### Stated exercise A
In the article on the Mona Vale homestead, who built the homestead in about 1900?
--- START Source excerpt ---
Several pleasant surprises were also found, including original mosaic tiles and an ornate pressed metal ceiling, which were restored and on show for people to see.
Moyle said the building's heating and electrical systems had been replaced, along with all the underground services.
The homestead was built about 1900 by Frank and Alice Waymouth, who named it Karewa. It was later owned by Annie Townend who added the gate house, bath house and conservatory.
Tracy Gough, founder of Gough, Gough and Hamer, known today as Gough Group, bought the property in 1939.
City councillor Jamie Gough, Tracy Gough's great grandson, said Mona Vale meant a lot to him and his family, but also held a special place in the hearts of most Christchurch citizens.
"I'm sure my great grandfather would have been overjoyed to see Mona Vale restored to its former glory like it is today. And he would take great comfort and pride in knowing that Mona Vale is protected, and can be enjoyed by everyone for many, many more years to come."
Jamie Gough said the bath house used to house a cold swimming pool. One day, his grandfather disconnected the hot water heating system from the house and re-routed it to the pool.
"The pool, for the first time, got beautifully warm, but no one could understand why the house was so bone-chillingly cold despite countless baffled tradespeople confirming the heating systems were working perfectly."
Following Tracy Gough's death, Mona Vale was sold to the Church of Jesus Christ of Latter Day Saints. A New Zealand company expressed an interest in buying Mona Vale from the church and was considering demolishing the building and subdividing the land. The church declined the company's offer and waited to sell until the council had raised sufficient funds to buy the property.
There was a public outcry over the proposal and the council acquired the property for public use.
Before the earthquakes, the homestead was used as a restaurant and function centre and Continental planned to open the new Mona Vale Pantry cafe in the building on December 12.
Continental managing director Greg Ward said the company had a long association with Mona Vale, after holding its first wedding there in February 1976. He was excited to be back operating from the building.
"It's played a central role in thousands of special occasions."
He said a few tears were shed when Continental was confirmed as the new custodians of the building. The cafe would open for breakfast, lunch, coffee, high tea, product launches and other events, including weddings.
"What the heritage team has put together is quite remarkable."
* An earlier version of this story incorrectly stated the Church of Jesus Christ of Latter Day Saints had developed plans to demolish the homestead and subdivide the land.
--- END Source excerpt ---
### Stated exercise B
Please count the lines of the records that contain the string "athletics", treating case as significant, and give only the number.
--- START Given information ---
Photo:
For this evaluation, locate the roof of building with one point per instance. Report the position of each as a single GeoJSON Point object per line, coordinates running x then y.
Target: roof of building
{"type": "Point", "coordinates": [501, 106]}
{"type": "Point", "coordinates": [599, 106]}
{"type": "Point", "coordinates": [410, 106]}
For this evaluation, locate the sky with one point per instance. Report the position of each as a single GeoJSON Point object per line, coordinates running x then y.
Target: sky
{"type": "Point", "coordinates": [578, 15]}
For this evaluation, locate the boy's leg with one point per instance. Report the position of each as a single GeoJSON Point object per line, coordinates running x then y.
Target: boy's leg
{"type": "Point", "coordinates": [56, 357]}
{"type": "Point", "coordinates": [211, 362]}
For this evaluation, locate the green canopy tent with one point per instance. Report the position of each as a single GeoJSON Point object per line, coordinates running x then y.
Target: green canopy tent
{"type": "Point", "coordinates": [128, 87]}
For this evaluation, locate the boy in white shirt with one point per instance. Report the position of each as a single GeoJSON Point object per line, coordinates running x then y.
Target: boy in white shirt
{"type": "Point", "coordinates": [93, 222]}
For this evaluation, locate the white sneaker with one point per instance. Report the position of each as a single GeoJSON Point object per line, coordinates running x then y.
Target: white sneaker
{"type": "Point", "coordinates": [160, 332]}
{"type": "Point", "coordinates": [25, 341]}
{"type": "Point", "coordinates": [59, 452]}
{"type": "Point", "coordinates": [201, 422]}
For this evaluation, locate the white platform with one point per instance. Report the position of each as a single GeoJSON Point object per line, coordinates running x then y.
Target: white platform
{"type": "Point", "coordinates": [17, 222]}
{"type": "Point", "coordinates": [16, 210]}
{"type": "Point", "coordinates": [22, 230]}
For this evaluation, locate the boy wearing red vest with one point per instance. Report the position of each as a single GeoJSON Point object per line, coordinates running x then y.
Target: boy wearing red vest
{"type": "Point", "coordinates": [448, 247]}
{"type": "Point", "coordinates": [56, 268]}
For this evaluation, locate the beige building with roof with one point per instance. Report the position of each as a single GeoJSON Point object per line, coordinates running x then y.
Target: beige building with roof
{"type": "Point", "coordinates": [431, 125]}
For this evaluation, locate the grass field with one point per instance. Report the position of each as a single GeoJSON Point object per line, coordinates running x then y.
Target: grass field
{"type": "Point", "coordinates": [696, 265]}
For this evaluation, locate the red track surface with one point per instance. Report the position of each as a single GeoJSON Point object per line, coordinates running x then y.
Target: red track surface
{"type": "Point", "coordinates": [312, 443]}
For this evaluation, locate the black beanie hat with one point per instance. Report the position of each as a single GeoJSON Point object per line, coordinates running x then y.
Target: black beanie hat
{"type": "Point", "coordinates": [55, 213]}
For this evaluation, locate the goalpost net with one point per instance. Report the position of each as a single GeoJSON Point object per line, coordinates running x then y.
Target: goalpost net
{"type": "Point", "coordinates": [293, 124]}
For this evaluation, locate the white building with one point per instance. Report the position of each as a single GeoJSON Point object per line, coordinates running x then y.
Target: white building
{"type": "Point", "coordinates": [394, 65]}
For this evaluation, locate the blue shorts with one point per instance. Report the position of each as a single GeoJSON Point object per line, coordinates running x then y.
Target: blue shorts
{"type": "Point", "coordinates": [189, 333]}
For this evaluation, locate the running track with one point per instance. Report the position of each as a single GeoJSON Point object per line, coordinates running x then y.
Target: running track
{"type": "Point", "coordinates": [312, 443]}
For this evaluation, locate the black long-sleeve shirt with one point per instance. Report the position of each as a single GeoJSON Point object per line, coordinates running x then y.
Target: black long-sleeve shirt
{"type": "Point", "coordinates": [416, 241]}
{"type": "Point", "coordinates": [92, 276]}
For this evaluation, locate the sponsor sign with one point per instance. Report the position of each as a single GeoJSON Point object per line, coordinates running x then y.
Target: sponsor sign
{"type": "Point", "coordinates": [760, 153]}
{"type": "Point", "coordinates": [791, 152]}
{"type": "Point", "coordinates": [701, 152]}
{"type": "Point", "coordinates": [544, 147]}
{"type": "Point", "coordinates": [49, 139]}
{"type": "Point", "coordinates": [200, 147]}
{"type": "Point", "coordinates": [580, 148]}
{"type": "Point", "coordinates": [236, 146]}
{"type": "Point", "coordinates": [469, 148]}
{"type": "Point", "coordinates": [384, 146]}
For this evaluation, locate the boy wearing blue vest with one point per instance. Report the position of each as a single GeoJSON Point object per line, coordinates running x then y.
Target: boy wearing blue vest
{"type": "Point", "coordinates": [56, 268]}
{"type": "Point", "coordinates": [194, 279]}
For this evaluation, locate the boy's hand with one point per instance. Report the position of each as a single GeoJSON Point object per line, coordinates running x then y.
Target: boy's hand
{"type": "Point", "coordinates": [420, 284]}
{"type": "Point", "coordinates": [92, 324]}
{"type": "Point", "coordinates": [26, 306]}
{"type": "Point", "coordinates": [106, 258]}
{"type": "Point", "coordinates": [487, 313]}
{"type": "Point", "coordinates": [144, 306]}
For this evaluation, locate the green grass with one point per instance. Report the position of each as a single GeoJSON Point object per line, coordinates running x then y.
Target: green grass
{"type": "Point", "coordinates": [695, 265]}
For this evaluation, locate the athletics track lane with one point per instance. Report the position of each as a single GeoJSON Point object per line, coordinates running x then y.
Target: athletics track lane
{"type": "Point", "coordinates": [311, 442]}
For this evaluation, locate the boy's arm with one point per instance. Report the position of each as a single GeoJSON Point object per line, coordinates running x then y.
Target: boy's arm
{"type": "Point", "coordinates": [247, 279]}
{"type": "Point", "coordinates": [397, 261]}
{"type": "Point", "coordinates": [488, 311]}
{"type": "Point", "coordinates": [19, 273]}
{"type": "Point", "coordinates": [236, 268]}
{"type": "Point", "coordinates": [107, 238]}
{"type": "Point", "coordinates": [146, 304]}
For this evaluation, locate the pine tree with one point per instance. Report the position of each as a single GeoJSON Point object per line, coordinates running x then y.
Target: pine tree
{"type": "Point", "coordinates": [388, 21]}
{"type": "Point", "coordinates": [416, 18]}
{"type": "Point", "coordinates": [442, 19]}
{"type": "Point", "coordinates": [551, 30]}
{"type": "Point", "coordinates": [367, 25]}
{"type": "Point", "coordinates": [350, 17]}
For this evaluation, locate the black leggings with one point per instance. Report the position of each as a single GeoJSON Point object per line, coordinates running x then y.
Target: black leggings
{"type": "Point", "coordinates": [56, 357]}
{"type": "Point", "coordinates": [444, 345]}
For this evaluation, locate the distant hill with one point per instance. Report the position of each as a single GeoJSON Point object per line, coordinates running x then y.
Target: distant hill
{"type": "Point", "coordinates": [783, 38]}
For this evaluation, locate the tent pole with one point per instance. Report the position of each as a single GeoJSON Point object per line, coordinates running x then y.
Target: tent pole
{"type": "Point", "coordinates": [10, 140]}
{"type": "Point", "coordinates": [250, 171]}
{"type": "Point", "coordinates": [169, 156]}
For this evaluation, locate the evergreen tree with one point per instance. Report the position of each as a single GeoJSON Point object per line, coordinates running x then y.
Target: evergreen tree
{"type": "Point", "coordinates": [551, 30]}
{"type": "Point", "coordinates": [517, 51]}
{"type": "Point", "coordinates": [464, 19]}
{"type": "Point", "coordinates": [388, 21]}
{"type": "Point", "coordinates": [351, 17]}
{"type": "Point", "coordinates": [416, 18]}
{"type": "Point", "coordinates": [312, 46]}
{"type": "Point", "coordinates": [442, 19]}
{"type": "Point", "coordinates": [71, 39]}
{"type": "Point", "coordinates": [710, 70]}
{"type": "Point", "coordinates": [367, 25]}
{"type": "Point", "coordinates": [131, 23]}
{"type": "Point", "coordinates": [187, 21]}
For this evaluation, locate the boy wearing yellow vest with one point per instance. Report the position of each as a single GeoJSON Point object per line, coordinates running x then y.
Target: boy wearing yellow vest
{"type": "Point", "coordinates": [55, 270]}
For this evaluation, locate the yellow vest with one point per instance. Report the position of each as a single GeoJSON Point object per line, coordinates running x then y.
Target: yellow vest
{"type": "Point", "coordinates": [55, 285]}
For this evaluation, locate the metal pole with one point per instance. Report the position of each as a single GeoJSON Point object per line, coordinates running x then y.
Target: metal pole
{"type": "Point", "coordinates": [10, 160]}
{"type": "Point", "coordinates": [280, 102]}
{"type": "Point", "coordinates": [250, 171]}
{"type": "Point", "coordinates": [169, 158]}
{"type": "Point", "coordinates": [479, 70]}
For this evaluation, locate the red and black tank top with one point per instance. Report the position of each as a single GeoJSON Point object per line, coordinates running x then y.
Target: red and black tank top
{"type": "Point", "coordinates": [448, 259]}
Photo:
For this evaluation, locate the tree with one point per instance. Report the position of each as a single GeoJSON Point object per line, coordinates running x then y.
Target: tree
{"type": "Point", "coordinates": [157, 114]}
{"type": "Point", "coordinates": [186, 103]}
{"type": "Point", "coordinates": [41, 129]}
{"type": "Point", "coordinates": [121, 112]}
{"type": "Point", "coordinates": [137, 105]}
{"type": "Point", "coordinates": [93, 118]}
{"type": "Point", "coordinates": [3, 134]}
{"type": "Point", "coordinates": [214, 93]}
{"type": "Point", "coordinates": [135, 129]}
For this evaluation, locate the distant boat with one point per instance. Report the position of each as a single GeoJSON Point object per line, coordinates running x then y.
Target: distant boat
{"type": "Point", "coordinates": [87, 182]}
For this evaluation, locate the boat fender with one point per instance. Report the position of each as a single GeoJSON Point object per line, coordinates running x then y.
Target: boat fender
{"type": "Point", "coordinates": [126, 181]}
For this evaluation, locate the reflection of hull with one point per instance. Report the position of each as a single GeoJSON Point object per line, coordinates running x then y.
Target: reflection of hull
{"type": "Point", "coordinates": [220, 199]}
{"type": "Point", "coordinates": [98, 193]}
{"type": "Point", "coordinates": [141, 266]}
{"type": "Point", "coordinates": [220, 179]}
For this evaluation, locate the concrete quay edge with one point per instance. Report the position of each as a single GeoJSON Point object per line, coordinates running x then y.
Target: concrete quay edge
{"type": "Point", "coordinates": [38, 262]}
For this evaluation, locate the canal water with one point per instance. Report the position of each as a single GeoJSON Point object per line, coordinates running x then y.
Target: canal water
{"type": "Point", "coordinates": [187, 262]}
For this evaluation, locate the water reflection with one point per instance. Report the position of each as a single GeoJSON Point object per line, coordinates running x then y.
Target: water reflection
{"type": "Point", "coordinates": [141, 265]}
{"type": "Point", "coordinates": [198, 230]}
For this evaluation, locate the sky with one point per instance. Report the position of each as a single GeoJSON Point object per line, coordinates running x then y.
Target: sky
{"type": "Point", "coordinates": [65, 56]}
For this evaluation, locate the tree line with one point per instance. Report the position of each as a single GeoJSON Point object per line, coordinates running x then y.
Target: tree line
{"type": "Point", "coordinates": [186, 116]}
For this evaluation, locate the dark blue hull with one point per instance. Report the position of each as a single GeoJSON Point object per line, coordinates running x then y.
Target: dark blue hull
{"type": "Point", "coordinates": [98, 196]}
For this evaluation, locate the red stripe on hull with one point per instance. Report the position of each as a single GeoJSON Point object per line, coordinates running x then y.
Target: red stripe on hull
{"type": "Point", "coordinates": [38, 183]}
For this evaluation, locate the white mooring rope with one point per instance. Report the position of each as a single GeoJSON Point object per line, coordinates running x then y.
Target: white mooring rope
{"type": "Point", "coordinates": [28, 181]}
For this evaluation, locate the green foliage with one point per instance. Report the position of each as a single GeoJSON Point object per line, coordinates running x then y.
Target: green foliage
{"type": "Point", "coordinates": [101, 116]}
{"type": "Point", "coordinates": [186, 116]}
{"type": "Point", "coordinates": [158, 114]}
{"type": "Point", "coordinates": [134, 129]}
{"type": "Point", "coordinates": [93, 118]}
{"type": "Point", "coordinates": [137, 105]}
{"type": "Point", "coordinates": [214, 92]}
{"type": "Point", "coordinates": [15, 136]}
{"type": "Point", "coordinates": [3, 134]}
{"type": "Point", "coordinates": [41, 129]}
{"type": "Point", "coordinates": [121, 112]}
--- END Given information ---
### Task output A
Frank and Alice Waymouth

### Task output B
2